» **REQUIREMENT A**
Output the passage of the busybox-initscripts discussion that opens with the words containing "That's a lesson" and closes with "from the distribution.", copying it word for word.

■ ■ ■ ■ ■ ■ ■

> More generally, and this is more a matter of opinion and totally debatable, I would like functionality to be progressively stripped from busybox-initscripts, which is a package that gathers a bunch of miscellaneous policy scripts that are only related by the fact that their mechanism is provided by busybox. I don't think this package makes sense from a semantics point of view; it is more logical to provide the policy scripts classified by service, no matter whether or not the implementation of the service is done by busybox. To me, ideally, busybox-initscripts would be empty, and we'd have virtual packages for every service that is currently defined in it, so support for alternative implementations can be added over time. This would also ease the path to getting out of busybox, or at least providing alternative coreutils/low-level utilities implementations, is there is ever a will from Alpine to do so.
So it sounds like they just want to change how the scripts are packaged. The only mention of getting away from busybox is at the end, which is qualified with "[if] there is ever a will from Alpine to do so".
> I don't think this package makes sense from a semantics point of view; it is more logical to provide the policy scripts classified by service, no matter whether or not the implementation of the service is done by busybox.
That's a lesson I see learned over and over. Something like, "Group by meaning, not mechanism."
> The TSC [..] has concluded that there is a general need to begin decoupling hardcoded preferences for BusyBox from the distribution.

■ ■ ■ ■ ■ ■ ■

» **REQUIREMENT B**
Return the records below verbatim, from the line containing "Every instance of the lamp" through the end of the records, leaving out the pictures.

Coordinate annotation entries:
■ ■ ■ ■ ■ ■ ■

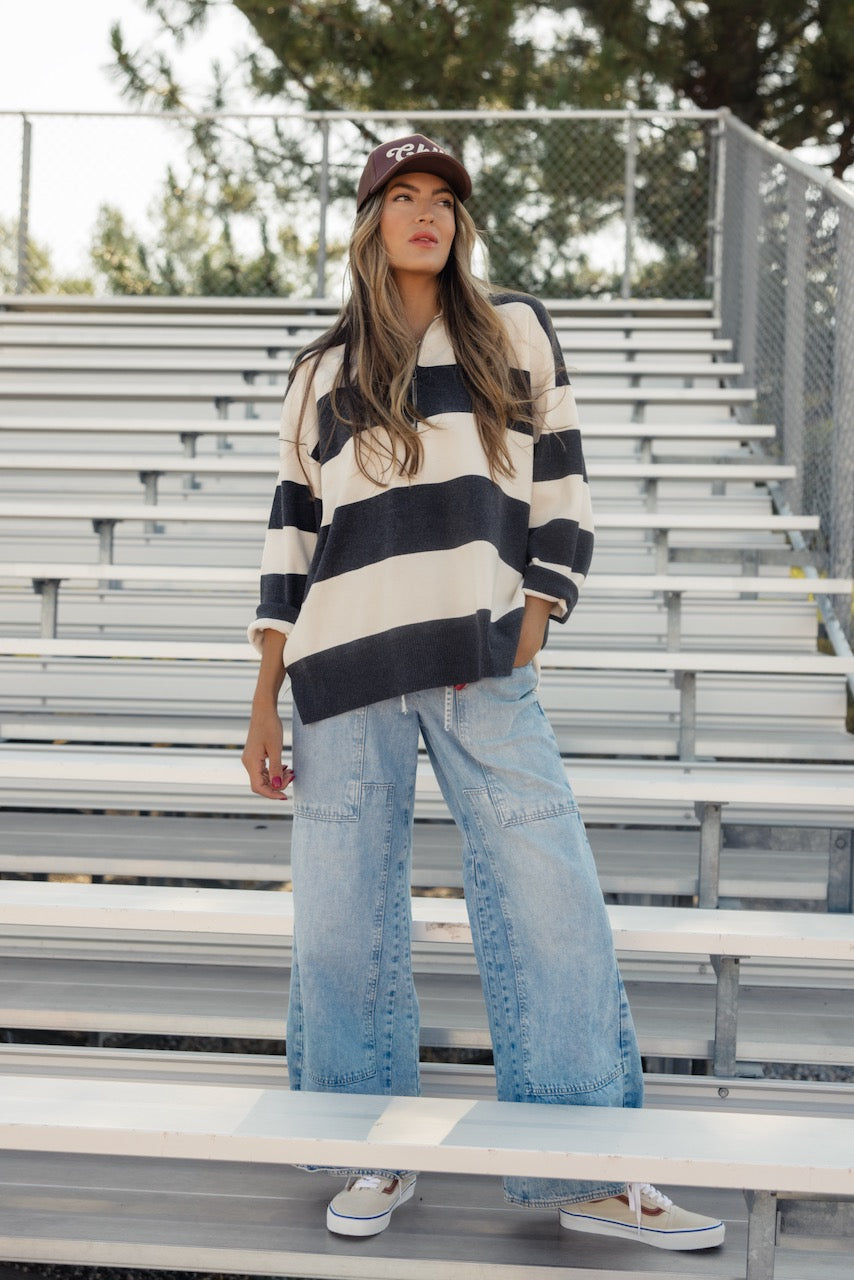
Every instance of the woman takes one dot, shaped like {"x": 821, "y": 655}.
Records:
{"x": 432, "y": 517}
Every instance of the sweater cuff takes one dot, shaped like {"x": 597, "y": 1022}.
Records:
{"x": 256, "y": 629}
{"x": 560, "y": 609}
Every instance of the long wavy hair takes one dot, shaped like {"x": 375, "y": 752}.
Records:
{"x": 373, "y": 387}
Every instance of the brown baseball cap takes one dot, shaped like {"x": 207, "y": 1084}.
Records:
{"x": 414, "y": 154}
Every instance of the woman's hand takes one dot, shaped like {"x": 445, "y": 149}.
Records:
{"x": 263, "y": 752}
{"x": 263, "y": 755}
{"x": 530, "y": 639}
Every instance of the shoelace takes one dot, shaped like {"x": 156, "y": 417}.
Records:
{"x": 636, "y": 1191}
{"x": 368, "y": 1183}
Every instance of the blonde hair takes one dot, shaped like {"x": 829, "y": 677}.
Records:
{"x": 374, "y": 383}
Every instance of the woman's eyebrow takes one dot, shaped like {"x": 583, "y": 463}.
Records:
{"x": 409, "y": 186}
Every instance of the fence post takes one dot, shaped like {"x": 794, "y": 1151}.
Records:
{"x": 629, "y": 204}
{"x": 795, "y": 336}
{"x": 22, "y": 282}
{"x": 324, "y": 208}
{"x": 717, "y": 204}
{"x": 841, "y": 533}
{"x": 750, "y": 264}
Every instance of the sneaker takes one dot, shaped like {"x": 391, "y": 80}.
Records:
{"x": 366, "y": 1203}
{"x": 648, "y": 1215}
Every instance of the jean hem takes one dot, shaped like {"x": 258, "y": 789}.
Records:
{"x": 354, "y": 1173}
{"x": 602, "y": 1192}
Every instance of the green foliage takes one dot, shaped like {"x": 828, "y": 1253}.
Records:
{"x": 784, "y": 67}
{"x": 542, "y": 190}
{"x": 192, "y": 250}
{"x": 41, "y": 277}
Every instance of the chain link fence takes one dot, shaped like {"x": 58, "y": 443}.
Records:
{"x": 571, "y": 202}
{"x": 788, "y": 302}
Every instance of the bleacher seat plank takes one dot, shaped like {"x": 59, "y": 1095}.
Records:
{"x": 263, "y": 428}
{"x": 196, "y": 1121}
{"x": 241, "y": 393}
{"x": 629, "y": 862}
{"x": 269, "y": 915}
{"x": 228, "y": 1219}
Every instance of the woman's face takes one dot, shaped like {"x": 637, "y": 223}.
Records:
{"x": 418, "y": 223}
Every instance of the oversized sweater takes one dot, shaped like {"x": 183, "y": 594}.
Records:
{"x": 416, "y": 583}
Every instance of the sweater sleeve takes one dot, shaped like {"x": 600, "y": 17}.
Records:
{"x": 295, "y": 516}
{"x": 560, "y": 536}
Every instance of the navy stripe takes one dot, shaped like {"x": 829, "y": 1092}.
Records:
{"x": 562, "y": 542}
{"x": 401, "y": 661}
{"x": 558, "y": 455}
{"x": 282, "y": 595}
{"x": 441, "y": 389}
{"x": 429, "y": 517}
{"x": 293, "y": 507}
{"x": 546, "y": 581}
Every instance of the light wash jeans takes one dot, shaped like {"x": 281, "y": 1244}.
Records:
{"x": 558, "y": 1016}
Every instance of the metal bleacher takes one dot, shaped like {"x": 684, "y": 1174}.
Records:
{"x": 144, "y": 890}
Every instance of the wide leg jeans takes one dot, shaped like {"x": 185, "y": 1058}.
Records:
{"x": 558, "y": 1016}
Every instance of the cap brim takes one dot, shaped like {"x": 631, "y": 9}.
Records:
{"x": 442, "y": 165}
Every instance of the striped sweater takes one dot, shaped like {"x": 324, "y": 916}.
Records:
{"x": 421, "y": 581}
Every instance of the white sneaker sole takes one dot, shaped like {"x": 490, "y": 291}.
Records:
{"x": 702, "y": 1238}
{"x": 343, "y": 1225}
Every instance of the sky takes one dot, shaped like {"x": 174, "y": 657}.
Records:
{"x": 54, "y": 56}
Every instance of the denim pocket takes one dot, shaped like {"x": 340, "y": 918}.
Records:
{"x": 505, "y": 728}
{"x": 328, "y": 763}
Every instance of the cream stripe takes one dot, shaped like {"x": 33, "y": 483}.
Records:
{"x": 287, "y": 551}
{"x": 419, "y": 1120}
{"x": 402, "y": 590}
{"x": 579, "y": 579}
{"x": 558, "y": 499}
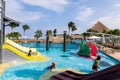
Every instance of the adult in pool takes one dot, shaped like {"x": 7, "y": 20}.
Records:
{"x": 95, "y": 66}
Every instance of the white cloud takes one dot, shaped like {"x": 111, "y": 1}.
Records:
{"x": 117, "y": 5}
{"x": 112, "y": 22}
{"x": 16, "y": 11}
{"x": 55, "y": 5}
{"x": 84, "y": 14}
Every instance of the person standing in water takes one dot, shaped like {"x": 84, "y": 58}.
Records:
{"x": 29, "y": 54}
{"x": 95, "y": 66}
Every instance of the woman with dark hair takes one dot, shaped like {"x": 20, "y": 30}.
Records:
{"x": 55, "y": 31}
{"x": 29, "y": 54}
{"x": 95, "y": 66}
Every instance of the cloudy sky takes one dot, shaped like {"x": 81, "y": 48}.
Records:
{"x": 51, "y": 14}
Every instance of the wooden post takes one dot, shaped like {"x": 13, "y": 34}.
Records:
{"x": 64, "y": 43}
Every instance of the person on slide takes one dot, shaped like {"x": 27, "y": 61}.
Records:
{"x": 95, "y": 66}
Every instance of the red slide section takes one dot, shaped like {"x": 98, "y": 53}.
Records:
{"x": 94, "y": 51}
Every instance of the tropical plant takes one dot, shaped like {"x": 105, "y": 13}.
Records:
{"x": 13, "y": 35}
{"x": 74, "y": 28}
{"x": 12, "y": 25}
{"x": 8, "y": 35}
{"x": 38, "y": 34}
{"x": 25, "y": 27}
{"x": 70, "y": 25}
{"x": 50, "y": 32}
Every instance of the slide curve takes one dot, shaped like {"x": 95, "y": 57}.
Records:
{"x": 94, "y": 50}
{"x": 22, "y": 51}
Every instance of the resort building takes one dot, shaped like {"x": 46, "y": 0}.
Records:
{"x": 100, "y": 27}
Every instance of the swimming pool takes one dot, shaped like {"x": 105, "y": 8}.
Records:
{"x": 69, "y": 59}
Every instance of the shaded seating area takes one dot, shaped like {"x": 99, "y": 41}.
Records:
{"x": 111, "y": 73}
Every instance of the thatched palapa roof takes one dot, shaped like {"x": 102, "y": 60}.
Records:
{"x": 100, "y": 27}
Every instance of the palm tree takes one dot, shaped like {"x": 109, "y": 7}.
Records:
{"x": 50, "y": 32}
{"x": 14, "y": 35}
{"x": 38, "y": 34}
{"x": 12, "y": 25}
{"x": 70, "y": 25}
{"x": 8, "y": 35}
{"x": 73, "y": 28}
{"x": 25, "y": 27}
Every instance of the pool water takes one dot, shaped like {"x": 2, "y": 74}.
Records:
{"x": 69, "y": 59}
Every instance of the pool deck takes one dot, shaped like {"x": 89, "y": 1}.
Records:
{"x": 112, "y": 52}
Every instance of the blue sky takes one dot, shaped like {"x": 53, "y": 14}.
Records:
{"x": 51, "y": 14}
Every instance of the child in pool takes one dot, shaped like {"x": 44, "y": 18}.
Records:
{"x": 95, "y": 66}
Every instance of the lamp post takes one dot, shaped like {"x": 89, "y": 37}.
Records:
{"x": 47, "y": 41}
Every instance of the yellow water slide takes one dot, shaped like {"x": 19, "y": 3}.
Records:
{"x": 21, "y": 51}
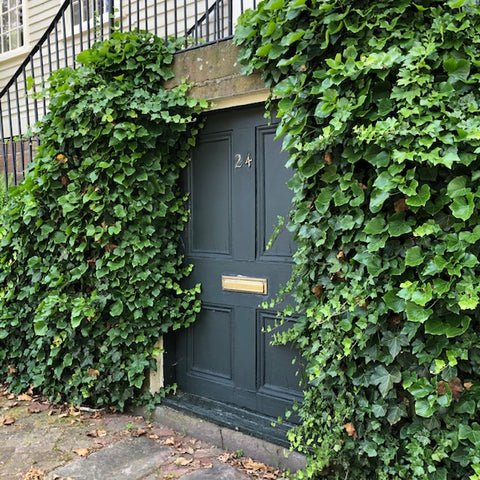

■ ■ ■ ■ ■ ■ ■

» **COMPLETE RESPONSE A**
That's a lesson I see learned over and over. Something like, "Group by meaning, not mechanism."
> The TSC [..] has concluded that there is a general need to begin decoupling hardcoded preferences for BusyBox from the distribution.

» **COMPLETE RESPONSE B**
Every instance of the lamp post takes one dot, shaped like {"x": 89, "y": 37}.
Records:
{"x": 47, "y": 41}
Every instance of the yellow water slide takes one dot, shaped like {"x": 19, "y": 3}.
Records:
{"x": 21, "y": 51}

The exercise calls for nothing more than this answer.